**Problem set**
• A. Write out the forum thread passage from "## Hyphen (Oct" up to and including "-Thomas Jefferson.", keeping every word and mark as it stands.
• B. Pick up the forum thread where it stops and keep it going from the last line shown.

Text extract start

We make fun of it because its funny. Because it reeks of desperation, it reeks of manipulation and is very un-skillfully done. Just how its written we can see the goal of the author and we can spot the fact that this uses say-so as fact, as was previously spoted. "The computer flashed red" and "the space men" are blatent examples of it. Its the kind of garbage we see every day.
Garbage in, Garbage out.


----------



## sly (Oct 8, 2011)

I guess the article is a hoax then, although I do not deny nor confirm that the sun may have stood still for Joshua.


----------



## TheBoss (Oct 27, 2011)

sly said:


> I guess the article is a hoax then, although I do not deny nor confirm that the sun may have stood still for Joshua.


Cutie, the sun only stands still for your ava.
You know that.


----------



## sly (Oct 8, 2011)

TheBoss said:


> Cutie, the sun only stands still for your ava.
> You know that.


Aww :3

/char


----------



## Hyphen (Oct 11, 2010)

No more werewolves or vampires!


----------



## Psychosmurf (Aug 22, 2010)

"I'd sooner believe that a Yankee professor would lie than that a stone would fall from heaven."

-Thomas Jefferson.


----------



## Psychosmurf (Aug 22, 2010)

Dralud said:


> We make fun of it because its funny. Because it reeks of desperation, it reeks of manipulation and is very un-skillfully done. Just how its written we can see the goal of the author and we can spot the fact that this uses say-so as fact, as was previously spoted. "The computer flashed red" and "the space men" are blatent examples of it. Its the kind of garbage we see every day.

Text extract end
Given records start

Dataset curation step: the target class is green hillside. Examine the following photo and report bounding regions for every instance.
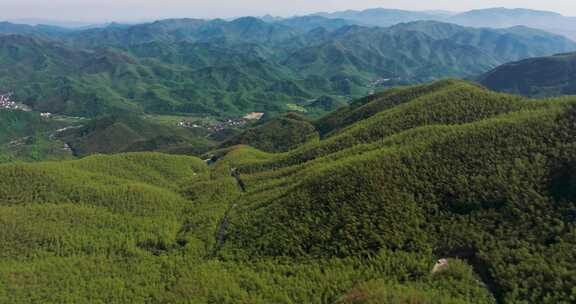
[479,53,576,97]
[0,17,576,118]
[0,80,576,304]
[59,115,215,156]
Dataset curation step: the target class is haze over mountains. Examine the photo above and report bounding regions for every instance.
[0,5,576,304]
[0,11,576,117]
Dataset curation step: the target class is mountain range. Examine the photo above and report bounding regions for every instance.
[316,7,576,39]
[0,80,576,304]
[479,53,576,97]
[0,17,576,117]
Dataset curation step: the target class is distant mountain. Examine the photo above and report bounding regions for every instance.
[479,53,576,97]
[446,8,576,39]
[273,16,355,31]
[317,8,576,40]
[0,17,576,117]
[0,22,71,36]
[315,8,446,26]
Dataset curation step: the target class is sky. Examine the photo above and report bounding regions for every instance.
[0,0,576,22]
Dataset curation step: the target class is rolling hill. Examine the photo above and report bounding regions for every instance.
[0,17,576,118]
[312,7,576,40]
[0,80,576,304]
[479,53,576,97]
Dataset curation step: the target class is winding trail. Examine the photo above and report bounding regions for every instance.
[212,168,246,257]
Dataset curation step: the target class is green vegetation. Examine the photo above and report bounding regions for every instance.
[0,17,576,118]
[479,53,576,97]
[222,113,319,152]
[0,80,576,304]
[59,115,215,156]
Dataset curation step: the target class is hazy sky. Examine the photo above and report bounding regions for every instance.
[0,0,576,22]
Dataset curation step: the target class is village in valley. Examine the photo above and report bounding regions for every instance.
[178,112,264,132]
[0,92,31,112]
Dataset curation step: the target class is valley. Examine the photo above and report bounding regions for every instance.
[0,0,576,304]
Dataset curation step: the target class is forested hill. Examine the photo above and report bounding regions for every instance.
[479,53,576,97]
[0,80,576,304]
[0,17,576,117]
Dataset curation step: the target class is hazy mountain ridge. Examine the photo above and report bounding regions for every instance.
[0,80,576,304]
[478,53,576,97]
[310,8,576,40]
[0,17,576,116]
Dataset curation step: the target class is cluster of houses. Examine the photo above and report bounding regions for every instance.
[0,93,19,110]
[0,93,30,112]
[178,112,264,132]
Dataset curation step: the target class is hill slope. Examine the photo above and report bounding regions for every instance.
[0,17,576,118]
[0,80,576,303]
[479,53,576,96]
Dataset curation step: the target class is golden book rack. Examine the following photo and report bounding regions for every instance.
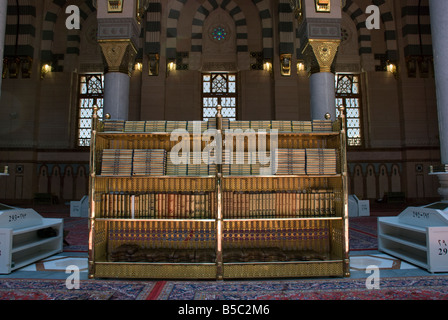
[89,108,350,280]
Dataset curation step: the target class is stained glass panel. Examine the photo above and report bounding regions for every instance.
[77,74,104,147]
[335,74,362,146]
[202,73,237,120]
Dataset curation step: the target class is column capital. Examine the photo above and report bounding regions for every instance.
[98,39,137,76]
[308,39,341,72]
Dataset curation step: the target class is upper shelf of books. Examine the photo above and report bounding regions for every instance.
[99,118,340,135]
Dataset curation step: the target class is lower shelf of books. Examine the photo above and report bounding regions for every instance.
[89,218,347,279]
[90,262,217,279]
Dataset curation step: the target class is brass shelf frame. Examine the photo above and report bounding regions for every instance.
[89,107,350,280]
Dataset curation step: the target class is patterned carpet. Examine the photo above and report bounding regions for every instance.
[0,276,448,301]
[153,276,448,301]
[0,279,155,300]
[0,204,448,304]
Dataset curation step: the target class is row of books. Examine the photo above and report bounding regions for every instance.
[274,148,337,175]
[100,191,216,219]
[108,244,330,263]
[223,189,335,219]
[166,152,216,176]
[222,247,330,263]
[101,149,167,176]
[108,244,216,263]
[103,118,333,133]
[101,149,337,176]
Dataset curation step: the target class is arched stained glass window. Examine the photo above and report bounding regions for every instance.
[77,74,104,147]
[335,74,363,147]
[202,73,238,120]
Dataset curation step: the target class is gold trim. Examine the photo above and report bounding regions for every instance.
[308,39,341,72]
[98,39,137,76]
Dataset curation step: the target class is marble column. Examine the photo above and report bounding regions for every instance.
[429,0,448,201]
[429,0,448,164]
[291,0,344,121]
[310,40,339,121]
[93,0,140,120]
[0,0,8,97]
[99,40,137,120]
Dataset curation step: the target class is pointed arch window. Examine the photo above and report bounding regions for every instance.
[77,74,104,147]
[202,73,238,120]
[335,73,363,147]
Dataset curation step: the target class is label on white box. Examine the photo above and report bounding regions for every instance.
[0,229,12,273]
[428,227,448,272]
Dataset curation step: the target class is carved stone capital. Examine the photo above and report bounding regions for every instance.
[98,39,137,76]
[304,39,341,72]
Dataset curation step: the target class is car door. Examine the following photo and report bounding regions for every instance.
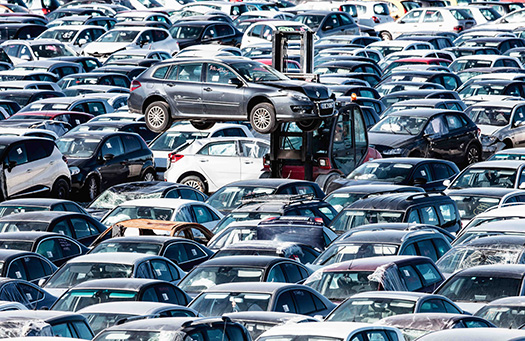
[3,142,34,196]
[239,140,270,180]
[161,62,205,118]
[509,106,525,147]
[202,63,245,119]
[195,141,241,188]
[98,136,130,188]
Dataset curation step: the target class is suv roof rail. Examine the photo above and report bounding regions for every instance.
[406,192,447,200]
[241,193,316,204]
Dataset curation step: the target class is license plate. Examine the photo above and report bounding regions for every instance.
[321,102,334,109]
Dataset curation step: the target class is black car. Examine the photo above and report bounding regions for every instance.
[179,255,312,297]
[70,121,157,143]
[206,179,325,213]
[87,181,208,220]
[169,20,243,50]
[328,157,459,193]
[0,250,58,284]
[0,310,95,340]
[50,278,191,311]
[56,131,155,200]
[0,198,88,217]
[0,278,57,309]
[128,57,335,134]
[329,193,461,233]
[0,231,88,266]
[0,212,106,246]
[368,109,482,166]
[89,236,213,271]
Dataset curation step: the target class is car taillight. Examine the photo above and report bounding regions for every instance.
[318,157,332,169]
[168,153,184,163]
[130,80,142,91]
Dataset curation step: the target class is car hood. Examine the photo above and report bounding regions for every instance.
[262,80,331,99]
[368,132,417,149]
[477,124,504,136]
[83,42,131,55]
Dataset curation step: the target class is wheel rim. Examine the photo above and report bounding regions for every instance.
[184,180,204,192]
[88,178,98,199]
[147,106,166,128]
[253,108,272,130]
[467,148,479,165]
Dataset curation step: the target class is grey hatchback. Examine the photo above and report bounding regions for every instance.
[128,57,335,134]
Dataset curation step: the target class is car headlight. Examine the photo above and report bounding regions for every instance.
[69,167,80,175]
[286,91,310,102]
[383,148,405,155]
[481,135,498,144]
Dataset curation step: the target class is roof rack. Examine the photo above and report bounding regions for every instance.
[241,193,315,204]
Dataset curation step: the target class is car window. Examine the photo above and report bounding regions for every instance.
[275,290,297,313]
[197,141,238,156]
[399,265,423,291]
[101,136,124,156]
[7,143,28,165]
[206,63,237,84]
[415,263,442,285]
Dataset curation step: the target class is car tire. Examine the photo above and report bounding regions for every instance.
[142,170,156,181]
[190,121,215,130]
[465,144,481,167]
[250,102,277,134]
[379,31,392,40]
[295,119,323,131]
[144,101,173,133]
[51,179,70,199]
[84,176,100,202]
[179,175,206,193]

Given records end

**Answers**
• A.
## Hyphen (Oct 11, 2010)

No more werewolves or vampires!


----------



## Psychosmurf (Aug 22, 2010)

"I'd sooner believe that a Yankee professor would lie than that a stone would fall from heaven."

-Thomas Jefferson.

• B.
> Garbage in, Garbage out.


Not to mention the fact that the whole thing reads like a "just-so" story where everything that could possibly go exactly right, did. :tongue:


----------



## thedoctorlies (Jul 17, 2010)

Psychosmurf said:


> "I'd sooner believe that a Yankee professor would lie than that a stone would fall from heaven."
> 
> -Thomas Jefferson.


But yet stones do fall from the heavens.


----------



## Psychosmurf (Aug 22, 2010)

thedoctorlies said:


> But yet stones do fall from the heavens.


Ahh yes... that seems to undermine my message a bit. :tongue:


----------



## The Proof (Aug 5, 2009)

sly said:


> And what are spacemen? Are they like hybrid scientists or something?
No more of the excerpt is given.